**Extrait cité:**
● ● ●
Les Palestiniens préviennent depuis longtemps que le blocus israélien et ses agressions répétées finiraient par conduire à une explosion. Mais peu d’entre nous à Gaza s’attendaient à cela.
Plus de 24 heures se sont écoulées depuis que le Hamas s’est échappé de sa cage de Gaza, lançant une attaque sans précédent qui a pris l’armée israélienne complètement au dépourvu. L’infiltration de combattants palestiniens à travers la barrière de séparation, ainsi que par air et par mer – déjà décrite comme l’échec le plus important du renseignement et de l’armée depuis la Guerre du Yom Kippour en 1973 – a abouti à la mort de plus de 700 citoyens israéliens par tirs d’armes à feu et tirs de roquettes, et à l’enlèvement de dizaines d’autres qui ont été transportés à Gaza.
Pour ceux d’entre nous qui observons depuis l’intérieur de la Bande de Gaza assiégée, la situation n’a été rien moins que terrifiante. Peu après le début de l’attaque, Israël a déclaré un état de guerre, initiant un barrage incessant de frappes aériennes ciblant un large éventail de lieux à travers la bande, dont des hôpitaux, des espaces publics et des ensembles résidentiels. Le nombre de morts à Gaza a déjà dépassé les 350, avec des milliers d’autres blessés, et il semble inévitable que le pire soit encore à venir.
Depuis les toutes premières nouvelles de l’attaque samedi matin, j’ai vécu un cauchemar en plein jour avec ma femme, notre fils de 2 ans Rafik, ma sœur, et nos parents. Dans les moments de bombardements, nous nous serrons tous les uns contre les autres, nous tenant fermement par la main. Nous tâchons de cacher notre peur, portant un masque de calme même alors que l’attaque se rapproche. Nos prières, généralement si fortes, paraissent maintenant fragiles – rappel brutal de notre impuissance à nous protéger.
Ce n’est pas notre première expérience des guerres israéliennes sur Gaza. Mon fils en a eu sa première expérience en 2021 alors qu’il était encore dans le ventre de sa mère. Mes parents ont enduré cette tragédie depuis 1967. Et moi j’ai traversé cinq guerres en simplement deux décennies. Mais l’idée que nous pouvons normaliser la peur est une erreur. Chaque conflit est ressenti comme le premier, nos cœurs tremblant dès l’instant de la première frappe aérienne jusqu’à l’annonce enfin du cessez-le-feu.
● ● ●
**Données d'entrée:**

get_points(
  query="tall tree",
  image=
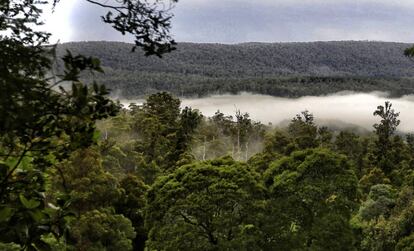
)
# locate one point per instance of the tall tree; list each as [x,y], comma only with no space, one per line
[384,131]
[42,124]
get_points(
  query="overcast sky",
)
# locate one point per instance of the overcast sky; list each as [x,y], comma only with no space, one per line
[235,21]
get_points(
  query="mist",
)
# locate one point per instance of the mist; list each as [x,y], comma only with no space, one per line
[347,109]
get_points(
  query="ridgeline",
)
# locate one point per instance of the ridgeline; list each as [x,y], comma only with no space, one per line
[278,69]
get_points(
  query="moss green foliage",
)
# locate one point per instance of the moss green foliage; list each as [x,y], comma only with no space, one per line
[78,172]
[281,69]
[213,206]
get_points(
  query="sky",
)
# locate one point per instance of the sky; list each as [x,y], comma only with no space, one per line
[238,21]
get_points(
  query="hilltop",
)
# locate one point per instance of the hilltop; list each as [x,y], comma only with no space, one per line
[280,69]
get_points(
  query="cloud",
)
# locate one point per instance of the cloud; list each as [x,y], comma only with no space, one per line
[235,21]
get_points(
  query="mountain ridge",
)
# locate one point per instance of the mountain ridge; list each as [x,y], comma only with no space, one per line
[281,69]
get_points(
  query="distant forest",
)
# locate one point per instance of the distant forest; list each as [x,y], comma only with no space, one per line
[278,69]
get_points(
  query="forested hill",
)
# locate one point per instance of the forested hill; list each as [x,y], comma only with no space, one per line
[269,68]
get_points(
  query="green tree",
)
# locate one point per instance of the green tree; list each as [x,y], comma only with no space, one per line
[312,195]
[211,205]
[385,131]
[304,131]
[41,123]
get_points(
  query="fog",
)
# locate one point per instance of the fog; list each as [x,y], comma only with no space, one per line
[351,108]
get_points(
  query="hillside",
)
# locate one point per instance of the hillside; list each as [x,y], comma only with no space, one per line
[281,69]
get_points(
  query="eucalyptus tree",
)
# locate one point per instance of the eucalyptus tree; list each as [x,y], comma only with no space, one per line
[42,123]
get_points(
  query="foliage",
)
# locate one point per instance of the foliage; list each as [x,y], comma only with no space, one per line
[282,70]
[313,195]
[212,205]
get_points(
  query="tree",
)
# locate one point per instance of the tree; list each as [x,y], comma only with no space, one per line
[210,205]
[312,195]
[165,131]
[42,123]
[384,131]
[303,130]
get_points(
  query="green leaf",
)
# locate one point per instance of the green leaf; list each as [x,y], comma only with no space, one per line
[5,214]
[29,204]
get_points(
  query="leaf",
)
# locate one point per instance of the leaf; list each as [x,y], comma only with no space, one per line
[5,214]
[29,204]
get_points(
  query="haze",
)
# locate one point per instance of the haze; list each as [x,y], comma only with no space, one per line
[350,108]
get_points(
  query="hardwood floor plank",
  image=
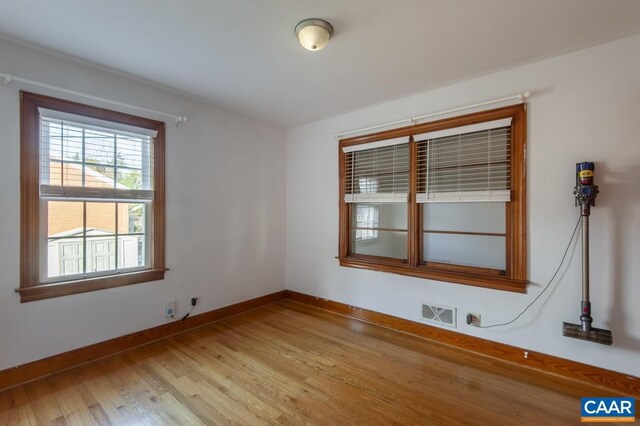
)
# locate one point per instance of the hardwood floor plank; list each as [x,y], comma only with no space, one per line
[291,363]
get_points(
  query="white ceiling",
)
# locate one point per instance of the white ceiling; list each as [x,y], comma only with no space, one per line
[242,54]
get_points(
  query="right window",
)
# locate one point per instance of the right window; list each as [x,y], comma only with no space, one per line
[449,198]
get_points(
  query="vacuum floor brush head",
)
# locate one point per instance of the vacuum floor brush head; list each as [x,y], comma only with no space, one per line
[597,335]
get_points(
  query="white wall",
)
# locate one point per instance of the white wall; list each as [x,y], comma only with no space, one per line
[225,214]
[585,107]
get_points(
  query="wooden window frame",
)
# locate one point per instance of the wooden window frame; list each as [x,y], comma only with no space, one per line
[515,274]
[31,286]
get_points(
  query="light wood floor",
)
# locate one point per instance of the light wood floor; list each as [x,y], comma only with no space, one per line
[289,363]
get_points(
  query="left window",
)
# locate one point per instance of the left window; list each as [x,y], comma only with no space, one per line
[92,198]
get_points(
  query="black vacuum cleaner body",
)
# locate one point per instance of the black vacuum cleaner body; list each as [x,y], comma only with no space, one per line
[586,192]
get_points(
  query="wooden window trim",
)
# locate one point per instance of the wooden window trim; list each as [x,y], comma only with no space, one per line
[515,275]
[31,287]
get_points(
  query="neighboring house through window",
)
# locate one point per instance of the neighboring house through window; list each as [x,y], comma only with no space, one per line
[92,198]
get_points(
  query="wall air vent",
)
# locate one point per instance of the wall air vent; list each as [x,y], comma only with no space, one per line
[439,314]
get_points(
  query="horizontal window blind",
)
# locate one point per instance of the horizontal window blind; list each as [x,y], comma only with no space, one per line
[377,172]
[465,164]
[83,160]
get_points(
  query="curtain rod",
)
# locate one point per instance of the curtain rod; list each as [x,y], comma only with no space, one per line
[7,79]
[521,97]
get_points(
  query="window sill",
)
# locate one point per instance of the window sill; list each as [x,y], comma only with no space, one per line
[493,282]
[47,291]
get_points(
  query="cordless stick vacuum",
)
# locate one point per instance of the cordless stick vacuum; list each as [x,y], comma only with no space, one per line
[586,192]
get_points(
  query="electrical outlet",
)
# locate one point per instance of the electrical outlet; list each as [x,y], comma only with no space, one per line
[170,308]
[473,319]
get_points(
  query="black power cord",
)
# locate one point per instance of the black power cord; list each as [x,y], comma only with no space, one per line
[564,256]
[194,302]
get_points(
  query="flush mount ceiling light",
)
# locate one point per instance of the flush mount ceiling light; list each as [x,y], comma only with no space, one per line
[314,34]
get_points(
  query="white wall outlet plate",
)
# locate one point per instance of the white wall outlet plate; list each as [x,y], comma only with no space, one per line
[170,308]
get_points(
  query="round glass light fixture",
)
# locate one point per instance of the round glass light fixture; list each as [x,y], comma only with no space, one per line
[314,34]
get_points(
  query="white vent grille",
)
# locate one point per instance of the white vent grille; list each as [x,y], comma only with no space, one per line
[439,314]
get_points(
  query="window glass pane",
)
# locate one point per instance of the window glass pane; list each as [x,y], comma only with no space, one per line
[101,254]
[469,250]
[131,218]
[64,242]
[465,217]
[131,251]
[387,244]
[129,178]
[379,229]
[101,219]
[96,176]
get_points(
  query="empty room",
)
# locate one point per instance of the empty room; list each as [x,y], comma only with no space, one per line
[362,212]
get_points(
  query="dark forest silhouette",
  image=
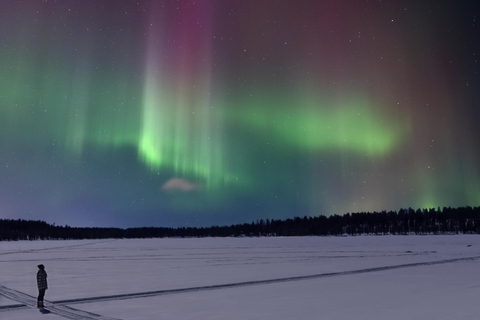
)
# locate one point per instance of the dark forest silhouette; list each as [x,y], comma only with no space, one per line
[406,221]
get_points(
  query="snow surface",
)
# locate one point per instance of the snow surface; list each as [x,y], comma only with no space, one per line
[365,277]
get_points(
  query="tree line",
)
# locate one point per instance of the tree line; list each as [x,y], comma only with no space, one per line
[406,221]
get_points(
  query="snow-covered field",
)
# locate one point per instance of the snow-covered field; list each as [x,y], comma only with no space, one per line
[368,277]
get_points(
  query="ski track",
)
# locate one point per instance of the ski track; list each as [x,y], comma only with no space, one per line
[60,310]
[59,307]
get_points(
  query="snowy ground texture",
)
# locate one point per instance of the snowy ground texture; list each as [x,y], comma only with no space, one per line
[367,277]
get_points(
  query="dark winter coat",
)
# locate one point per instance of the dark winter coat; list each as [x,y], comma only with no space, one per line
[42,279]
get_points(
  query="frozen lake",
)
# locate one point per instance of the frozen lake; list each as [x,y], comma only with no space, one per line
[366,277]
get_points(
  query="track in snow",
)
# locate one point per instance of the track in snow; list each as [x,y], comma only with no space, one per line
[26,300]
[59,307]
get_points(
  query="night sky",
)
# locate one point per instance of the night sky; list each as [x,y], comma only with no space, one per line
[197,113]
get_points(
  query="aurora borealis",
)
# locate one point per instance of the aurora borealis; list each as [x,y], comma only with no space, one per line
[176,113]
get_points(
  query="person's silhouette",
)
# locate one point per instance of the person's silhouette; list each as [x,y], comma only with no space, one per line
[42,284]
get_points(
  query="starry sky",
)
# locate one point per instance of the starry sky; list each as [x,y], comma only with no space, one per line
[211,112]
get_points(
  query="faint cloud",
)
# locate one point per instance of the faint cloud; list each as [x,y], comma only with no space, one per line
[179,184]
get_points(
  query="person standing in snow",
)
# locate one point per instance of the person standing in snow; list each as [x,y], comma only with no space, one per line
[42,284]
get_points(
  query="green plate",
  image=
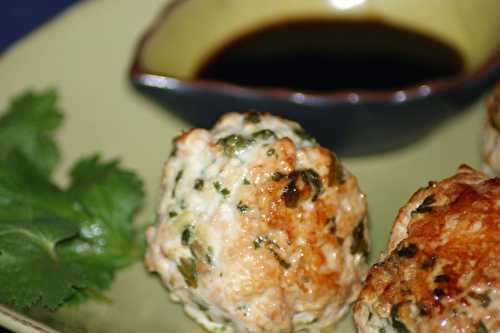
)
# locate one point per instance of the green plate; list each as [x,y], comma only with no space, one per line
[85,53]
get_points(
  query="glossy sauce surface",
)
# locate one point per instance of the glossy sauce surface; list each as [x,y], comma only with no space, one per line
[323,55]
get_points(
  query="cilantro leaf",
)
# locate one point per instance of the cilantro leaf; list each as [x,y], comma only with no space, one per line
[108,198]
[31,267]
[28,126]
[59,245]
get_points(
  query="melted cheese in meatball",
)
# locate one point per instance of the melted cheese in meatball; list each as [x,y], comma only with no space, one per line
[441,272]
[259,228]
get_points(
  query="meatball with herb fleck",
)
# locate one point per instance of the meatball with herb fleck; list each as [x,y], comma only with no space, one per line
[259,228]
[442,271]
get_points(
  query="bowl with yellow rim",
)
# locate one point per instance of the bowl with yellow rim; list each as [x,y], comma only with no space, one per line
[363,76]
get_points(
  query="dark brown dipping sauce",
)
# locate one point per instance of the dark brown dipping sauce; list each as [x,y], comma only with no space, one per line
[321,55]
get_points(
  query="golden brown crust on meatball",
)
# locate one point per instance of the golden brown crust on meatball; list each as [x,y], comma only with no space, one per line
[441,272]
[260,228]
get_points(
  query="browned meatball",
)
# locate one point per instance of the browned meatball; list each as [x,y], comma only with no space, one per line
[259,229]
[441,272]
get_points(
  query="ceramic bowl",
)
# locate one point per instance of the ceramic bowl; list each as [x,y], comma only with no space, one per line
[360,108]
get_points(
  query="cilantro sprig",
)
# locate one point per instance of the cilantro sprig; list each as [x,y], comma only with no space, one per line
[57,244]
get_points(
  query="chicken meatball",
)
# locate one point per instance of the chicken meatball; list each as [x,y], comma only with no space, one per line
[259,229]
[491,133]
[441,272]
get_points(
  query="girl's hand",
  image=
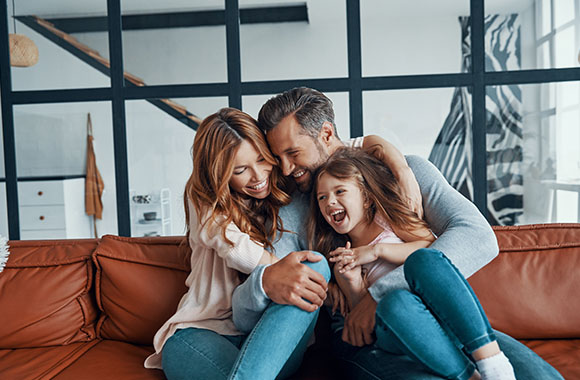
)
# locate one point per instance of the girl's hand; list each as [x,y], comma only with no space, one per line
[347,258]
[337,299]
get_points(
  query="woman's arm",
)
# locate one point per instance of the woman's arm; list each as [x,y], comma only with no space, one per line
[267,258]
[395,161]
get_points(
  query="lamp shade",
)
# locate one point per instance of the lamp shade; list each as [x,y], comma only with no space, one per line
[23,51]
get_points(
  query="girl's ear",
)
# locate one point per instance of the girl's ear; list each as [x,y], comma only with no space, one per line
[368,202]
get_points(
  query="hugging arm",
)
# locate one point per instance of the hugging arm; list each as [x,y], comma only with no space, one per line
[462,232]
[463,235]
[395,161]
[288,281]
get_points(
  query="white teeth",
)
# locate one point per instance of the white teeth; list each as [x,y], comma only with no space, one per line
[260,186]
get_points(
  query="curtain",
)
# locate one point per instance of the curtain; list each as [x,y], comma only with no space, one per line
[453,153]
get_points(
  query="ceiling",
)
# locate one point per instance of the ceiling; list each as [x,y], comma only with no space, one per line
[53,8]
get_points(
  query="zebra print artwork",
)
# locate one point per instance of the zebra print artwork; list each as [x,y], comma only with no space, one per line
[453,153]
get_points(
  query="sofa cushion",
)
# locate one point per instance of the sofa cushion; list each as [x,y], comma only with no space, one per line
[139,282]
[562,354]
[530,291]
[40,363]
[112,360]
[46,299]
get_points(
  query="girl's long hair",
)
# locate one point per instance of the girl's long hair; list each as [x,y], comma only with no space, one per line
[216,143]
[378,185]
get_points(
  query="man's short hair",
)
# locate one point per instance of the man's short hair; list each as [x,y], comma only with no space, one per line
[310,107]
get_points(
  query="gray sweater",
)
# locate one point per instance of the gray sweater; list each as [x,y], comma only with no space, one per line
[462,233]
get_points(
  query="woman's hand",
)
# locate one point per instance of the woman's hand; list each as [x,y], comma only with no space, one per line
[337,299]
[347,258]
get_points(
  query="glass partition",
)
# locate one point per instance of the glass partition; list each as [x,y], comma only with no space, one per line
[315,48]
[535,34]
[411,37]
[533,158]
[160,135]
[173,41]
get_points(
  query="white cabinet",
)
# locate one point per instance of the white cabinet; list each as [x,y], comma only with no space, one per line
[53,209]
[151,213]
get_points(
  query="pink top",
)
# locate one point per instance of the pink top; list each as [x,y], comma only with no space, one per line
[380,267]
[213,278]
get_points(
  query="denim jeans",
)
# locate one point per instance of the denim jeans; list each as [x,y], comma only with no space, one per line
[273,349]
[437,324]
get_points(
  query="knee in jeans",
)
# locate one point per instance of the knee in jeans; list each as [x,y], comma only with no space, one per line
[394,307]
[321,267]
[421,263]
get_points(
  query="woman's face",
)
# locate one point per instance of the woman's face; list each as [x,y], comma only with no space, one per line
[251,174]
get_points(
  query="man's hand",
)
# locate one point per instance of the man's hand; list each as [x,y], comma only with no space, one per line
[337,299]
[410,190]
[347,258]
[289,282]
[360,322]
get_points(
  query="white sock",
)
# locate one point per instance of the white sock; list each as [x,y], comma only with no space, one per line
[496,367]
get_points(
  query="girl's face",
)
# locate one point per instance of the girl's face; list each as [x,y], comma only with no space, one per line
[342,203]
[251,174]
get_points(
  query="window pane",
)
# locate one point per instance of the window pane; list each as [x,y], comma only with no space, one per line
[159,141]
[544,172]
[411,37]
[51,160]
[563,12]
[410,119]
[544,56]
[544,13]
[68,55]
[519,35]
[315,48]
[564,46]
[252,105]
[173,42]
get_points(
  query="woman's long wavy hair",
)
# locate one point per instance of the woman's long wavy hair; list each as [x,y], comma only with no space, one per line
[378,185]
[216,143]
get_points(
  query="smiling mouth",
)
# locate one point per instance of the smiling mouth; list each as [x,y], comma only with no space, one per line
[259,186]
[338,215]
[299,173]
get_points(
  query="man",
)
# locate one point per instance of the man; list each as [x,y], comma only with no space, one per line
[299,126]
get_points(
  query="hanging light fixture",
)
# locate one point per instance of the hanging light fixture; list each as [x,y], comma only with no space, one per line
[23,51]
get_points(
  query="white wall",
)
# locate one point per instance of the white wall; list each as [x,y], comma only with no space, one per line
[397,38]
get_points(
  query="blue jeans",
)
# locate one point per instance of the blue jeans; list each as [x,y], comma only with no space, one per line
[273,349]
[438,323]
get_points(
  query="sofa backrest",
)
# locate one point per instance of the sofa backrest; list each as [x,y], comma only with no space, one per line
[139,283]
[530,291]
[45,294]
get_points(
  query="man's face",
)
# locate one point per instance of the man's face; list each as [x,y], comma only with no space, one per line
[299,154]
● ● ●
**Tâche demandée A:**
Relevez chaque ligne de la liste qui contient la chaîne « print ».
**Tâche demandée B:**
Rédigez la suite du témoignage sur la guerre à Gaza en reprenant après sa dernière phrase.

**Réponse attendue A:**
  query="zebra print artwork",
# locate one point per instance of the zebra print artwork; list each as [x,y], comma only with no space, one per line

**Réponse attendue B:**
Cette nouvelle attaque par les groupes de résistance de Gaza fait suite à une série de semaines intenses de violence de l’État israélien et des colons à travers les territoires occupés, qui a joué un rôle considérable dans la survenue de la crise actuelle. Les Palestiniens ont tiré la sonnette d’alarme, prévenant que le blocus, l’appauvrissement continu, les agressions israéliennes répétées, et la fragmentation de leurs communautés finiraient par conduire à une explosion. La direction et la résistance palestiniennes ont entendu les appels du peuple à contre-attaquer la politique d’agression israélienne, une réaction était donc attendue.
Ce qui a cependant surpris la plupart des Palestiniens, qu’ils soient chez eux ou dans la diaspora, c’est l’échelle et l’intensité de cette attaque – alors que les autorités israéliennes continuent de publier plus de noms de personnes décédées tandis que les opérations de la résistance palestinienne se poursuivent dans le sud d’Israël.
Piégés dans une prison à ciel ouvert
La vie quotidienne à Gaza s’est rapidement détériorée au cours des seize dernières années de siège israélien. Aujourd’hui, environ 97 % de l’eau dans la bande est considérée comme impropre à la consommation ; plus de la moitié de la population vit sous le seuil de pauvreté ; 80 % de la population de la bande dépend de l’aide étrangère ; et, pour la plupart des jeunes, l’avenir est incertain, 64 % d’entre eux étant au chômage et leurs rêves et leurs aspirations étant étouffées par les contraintes du blocus.
La majorité des Palestiniens qui résident à Gaza sont des réfugiés qui vivent dans un exil perpétuel de leurs demeures ancestrales, après avoir été expulsés par les forces sionistes et israéliennes dans la Nakba de 1948. En 2018 et 2019, la demande de levée du siège et de retour dans leurs maisons a fait le tour du monde alors que des milliers de Palestiniens manifestaient à la frontière pendant la Grande Marche du Retour – manifestations qui ont été ranimées ces dernières semaines. Israël a tué des centaines de personnes pendant ces manifestations et a infligé des milliers de blessures, ciblant délibérément à balles réelles les membres de beaucoup d’entre eux. Ces blessures, à la fois physiques et psychologiques, ne sont pas encore guéries.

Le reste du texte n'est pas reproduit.